=== TASK SET ===
1 - Render this sentence from the article on the drama Ridley Road in French: "Marsan also revealed that he was inspired to take on the role after seeing the effects of antisemitism first-hand in recent years."
2 - Pick up the article on the drama Ridley Road after its final sentence and keep writing it.

This sets the scene for a new four-part BBC thriller called Ridley Road, written by Sarah Solemani and based on the book of the same name by British author Jo Bloom.
It’s a vivid, romantic, and inspiring series, which marks rising star Aggi O’Casey’s first television role (she plays Vivien) and also features Rory Kinnear, Eddie Marsan, Tracy-Ann Oberman, Tamzin Outhwaite and Tom Varey.
The thrilling drama is inspired by real events; Jack (played by Varey) is a member of the 62 Group – a militant coalition of Jewish men formed in 1962, largely in response to the National Socialist Movement established by Colin Jordan (played by Kinnear).
Londoner Marsan, 53, plays cab driver Soly, the leader of the 62 Group. The Ray Donovan star says he watched documentaries and read books ahead of taking up his latest role, but he also already had a deeper understanding of
the drama’s context from his childhood.
“My father was raised on Cable Street and I come from the East End of London,” he says. “So, I am very aware of the history of normal people taking on fascists in the East End. It’s the proudest part of our history, I think.”
He continues: “I grew up with men like Soly; tough, Jewish, working-class men.
“It’s a very important story to tell, because of the rise of antisemitism on both the left and the right, and I think young people need to know what antisemitism is.
“It’s very insidious, and I know it’s a strange word, but it’s almost a ‘seductive’ racism. It’s sold as egalitarianism. People can make you feel like you’re trying to create an equal world.
“I was brought up in Tower Hamlets, which is the most multiracial borough in the country. I’m not religious in any sense – the only value I can pass on to my children are the values of the celebration of diversity that I was blessed to be raised with. And so, it’s very personal for me to do something like this.”
Marsan also revealed that he was inspired to take on the role after seeing the effects of antisemitism first-hand in recent years.
He says: “I was involved in the People’s Vote Campaign in Britain to have a second EU referendum. Being involved in that I got to know a Jewish female MP, who became a friend of mine, and I became more aware of the antisemitism she was suffering and the antisemitism that was coming to the fore in the UK.
“We used to argue against it on her social media, but I thought that there was something more constructive I could do. So, when [Solemani] approached me about doing this project, I thought I always wanted to put my talent and my crafts to good use, especially fighting racism.”
He adds that the story is in many respects an “inspirational” one in the way it shows “working-class Jewish people taking a stand”.
Marsan says: “I mean it was only 20 years after the end of the Second World War. These characters have uncles, aunts and parents who died in the Holocaust. So, they’re also dealing with generational trauma. I found the story inspirational because it showed that if ordinary people take a stand against racism, then they can make a difference.”
Playing Soly’s wife Nancy is 55-year-old Oberman. Having grown up in a Jewish family in Stanmore, north London, the former EastEnders and Friday Night Dinner star could also draw on her own experiences for the part.

=== DATASET CONTENT ===
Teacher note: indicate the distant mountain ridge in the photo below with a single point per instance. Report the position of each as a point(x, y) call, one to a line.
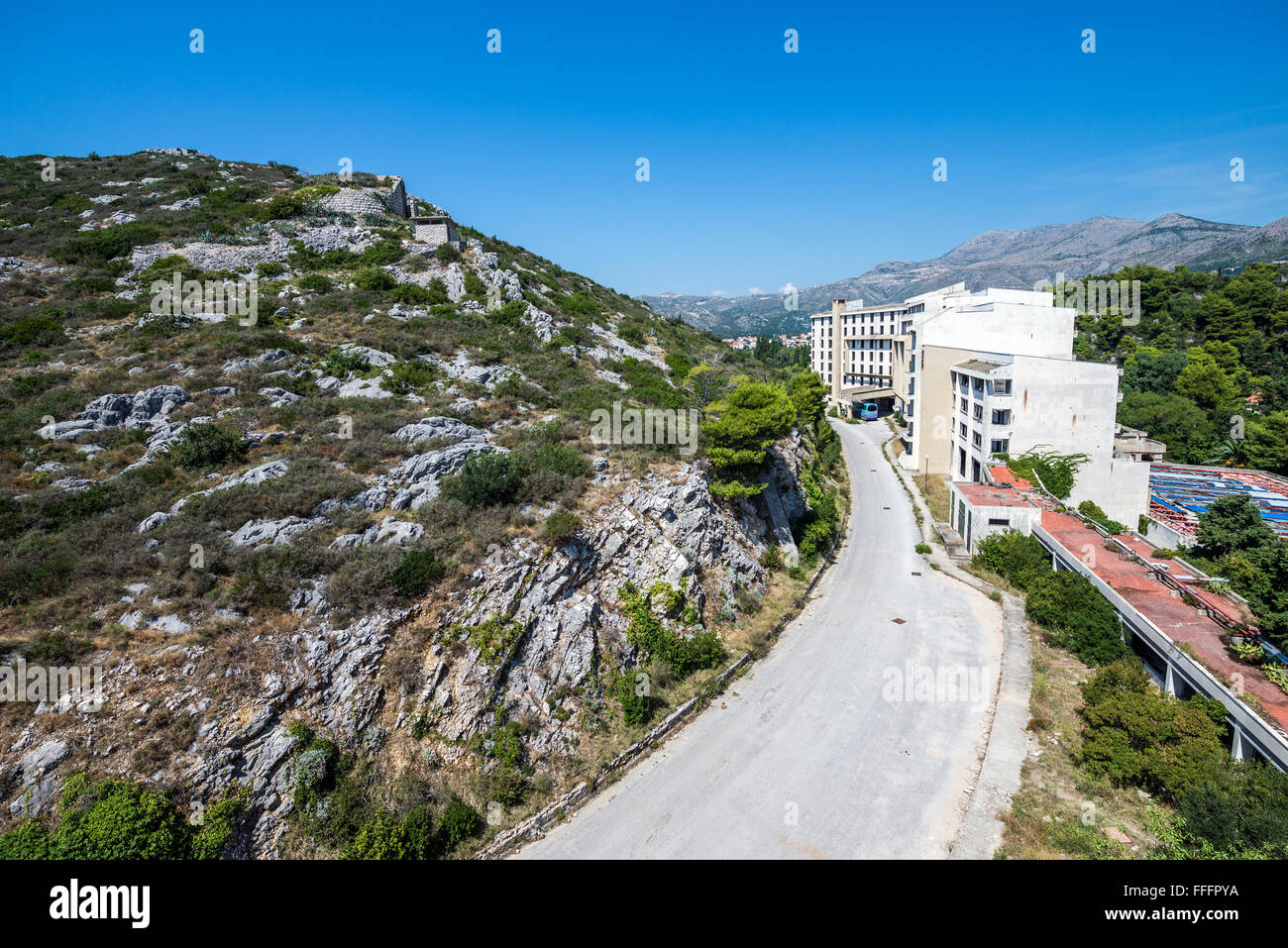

=== RESPONSES TO THE EXERCISE ===
1 - Marsan a également révélé qu'il avait été incité à accepter le rôle après avoir constaté de ses propres yeux les effets de l'antisémitisme ces dernières années.

2 -
She says Nancy reminds her of her great-grandmothers and great aunts from the
East End “who had come off the immigrant boat with nothing and whose sheer determination, grit, toughness, love of fashion got them through it”.
She recalls: “One of my great-grandmothers was called Sarah Portugal; she lived in the East End, she smoked a pipe, but she wore a slash of red lipstick no matter what was going on.
“These women were very fashion-conscious, and I like to think Nancy had a bit of that as well. She worked in a fabric emporium, and she marries a man like Soly; she’s his right-hand woman and I love their relationship, the equality. He’s the brawns and she’s his hands in the back and the brains.”
Over the past four years, Oberman has been standing up to what she sees as a “huge rise of antisemitism on social media”. And she hopes that Ridley Road will remind people of the anti-Jewish hatred in British history, which has “been forgotten in the annals of time”.
“When people talk about Jews as if they’re all rich and controlling, they have to remember that the Jewish socialist background came from the East End, from these working-class boys like Eddie represents, like Nancy represents,” she explains.
“These working-class Jews came over as immigrants, mainly in 1905-7, fleeing the pogroms [in Eastern Europe]. They came to Britain thinking it was a beacon and a haven of tolerance, were treated like complete outsiders; ‘no blacks, no Jews, no dogs’ was on the list of all boarding houses and hostels.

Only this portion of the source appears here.